For the entries below, repeat exactly each line starting with the one that contains "Target: man's nose" and going on through the one that contains "Target: man's chin", and no others.

(Beginning of Data extracts)

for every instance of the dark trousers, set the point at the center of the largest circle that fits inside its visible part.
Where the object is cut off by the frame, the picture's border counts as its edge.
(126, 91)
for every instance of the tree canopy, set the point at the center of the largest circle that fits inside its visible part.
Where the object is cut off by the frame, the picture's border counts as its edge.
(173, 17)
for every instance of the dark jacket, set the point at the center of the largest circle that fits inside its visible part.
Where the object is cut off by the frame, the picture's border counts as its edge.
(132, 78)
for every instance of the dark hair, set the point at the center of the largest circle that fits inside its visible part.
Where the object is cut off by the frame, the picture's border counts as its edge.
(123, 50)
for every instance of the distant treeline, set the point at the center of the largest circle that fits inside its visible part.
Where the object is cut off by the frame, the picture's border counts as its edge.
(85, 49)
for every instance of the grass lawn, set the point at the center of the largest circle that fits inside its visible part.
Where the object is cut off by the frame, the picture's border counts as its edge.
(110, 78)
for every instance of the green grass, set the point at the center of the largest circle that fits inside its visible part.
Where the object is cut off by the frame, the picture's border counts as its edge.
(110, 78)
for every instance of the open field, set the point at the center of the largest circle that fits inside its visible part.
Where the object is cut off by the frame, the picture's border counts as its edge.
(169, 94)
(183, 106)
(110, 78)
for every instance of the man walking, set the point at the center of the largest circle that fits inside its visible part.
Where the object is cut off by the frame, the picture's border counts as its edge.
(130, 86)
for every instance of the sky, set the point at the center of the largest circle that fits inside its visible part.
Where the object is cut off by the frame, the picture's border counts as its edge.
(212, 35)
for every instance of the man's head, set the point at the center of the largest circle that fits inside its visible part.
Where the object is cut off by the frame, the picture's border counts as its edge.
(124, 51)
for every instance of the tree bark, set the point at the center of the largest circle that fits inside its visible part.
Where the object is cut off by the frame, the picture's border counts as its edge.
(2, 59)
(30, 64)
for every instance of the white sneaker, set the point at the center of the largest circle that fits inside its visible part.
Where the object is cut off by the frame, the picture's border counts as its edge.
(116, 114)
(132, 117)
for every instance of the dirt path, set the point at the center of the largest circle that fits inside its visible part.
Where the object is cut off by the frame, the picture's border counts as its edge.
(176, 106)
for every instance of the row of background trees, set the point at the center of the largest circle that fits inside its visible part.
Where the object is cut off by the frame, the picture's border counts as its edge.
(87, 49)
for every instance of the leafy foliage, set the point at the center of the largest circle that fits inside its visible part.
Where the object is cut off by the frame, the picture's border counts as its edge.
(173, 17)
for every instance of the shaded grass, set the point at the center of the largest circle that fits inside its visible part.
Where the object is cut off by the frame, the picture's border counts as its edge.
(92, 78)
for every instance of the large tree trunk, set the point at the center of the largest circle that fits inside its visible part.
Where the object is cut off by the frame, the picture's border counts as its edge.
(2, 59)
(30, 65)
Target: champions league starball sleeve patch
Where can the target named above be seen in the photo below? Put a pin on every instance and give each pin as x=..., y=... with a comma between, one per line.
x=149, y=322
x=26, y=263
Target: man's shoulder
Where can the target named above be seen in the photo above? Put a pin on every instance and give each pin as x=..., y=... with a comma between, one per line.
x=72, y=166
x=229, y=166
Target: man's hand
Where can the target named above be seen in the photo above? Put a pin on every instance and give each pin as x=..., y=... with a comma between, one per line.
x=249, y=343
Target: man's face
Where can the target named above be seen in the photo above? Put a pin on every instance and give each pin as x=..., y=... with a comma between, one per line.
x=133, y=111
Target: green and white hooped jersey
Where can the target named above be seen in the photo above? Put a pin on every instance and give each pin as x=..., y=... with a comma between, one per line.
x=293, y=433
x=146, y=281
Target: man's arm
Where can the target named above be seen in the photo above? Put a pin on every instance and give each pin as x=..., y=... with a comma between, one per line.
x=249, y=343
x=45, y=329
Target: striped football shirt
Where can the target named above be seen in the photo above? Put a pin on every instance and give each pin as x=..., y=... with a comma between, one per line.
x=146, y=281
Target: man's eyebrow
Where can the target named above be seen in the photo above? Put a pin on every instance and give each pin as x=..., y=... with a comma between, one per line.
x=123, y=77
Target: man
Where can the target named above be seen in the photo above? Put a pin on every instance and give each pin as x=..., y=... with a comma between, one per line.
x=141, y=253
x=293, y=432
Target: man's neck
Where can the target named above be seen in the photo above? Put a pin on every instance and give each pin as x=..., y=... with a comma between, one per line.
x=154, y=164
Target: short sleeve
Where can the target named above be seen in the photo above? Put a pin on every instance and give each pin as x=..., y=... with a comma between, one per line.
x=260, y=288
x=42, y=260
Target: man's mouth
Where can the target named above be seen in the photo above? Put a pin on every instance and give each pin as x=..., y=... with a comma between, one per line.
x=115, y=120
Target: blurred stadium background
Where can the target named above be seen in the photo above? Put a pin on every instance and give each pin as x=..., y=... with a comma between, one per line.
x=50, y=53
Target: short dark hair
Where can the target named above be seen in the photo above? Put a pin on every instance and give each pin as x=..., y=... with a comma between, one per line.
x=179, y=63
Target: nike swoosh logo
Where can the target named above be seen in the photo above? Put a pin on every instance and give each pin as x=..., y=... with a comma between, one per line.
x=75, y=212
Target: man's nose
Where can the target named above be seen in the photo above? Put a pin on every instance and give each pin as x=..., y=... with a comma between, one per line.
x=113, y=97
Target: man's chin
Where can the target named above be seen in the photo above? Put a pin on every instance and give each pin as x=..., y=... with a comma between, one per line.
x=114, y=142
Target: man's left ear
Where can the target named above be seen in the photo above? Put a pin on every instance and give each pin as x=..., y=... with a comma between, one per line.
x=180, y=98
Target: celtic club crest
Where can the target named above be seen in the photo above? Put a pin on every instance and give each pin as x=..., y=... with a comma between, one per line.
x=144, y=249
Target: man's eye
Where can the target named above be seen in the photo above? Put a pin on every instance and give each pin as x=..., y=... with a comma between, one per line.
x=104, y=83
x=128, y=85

(End of Data extracts)

→ **Task solution**
Target: man's nose
Where can the target named above be seen in the photo above? Put a pin on every instance and give each pin as x=..., y=... with a comma between, one per line.
x=113, y=97
Target: man's chin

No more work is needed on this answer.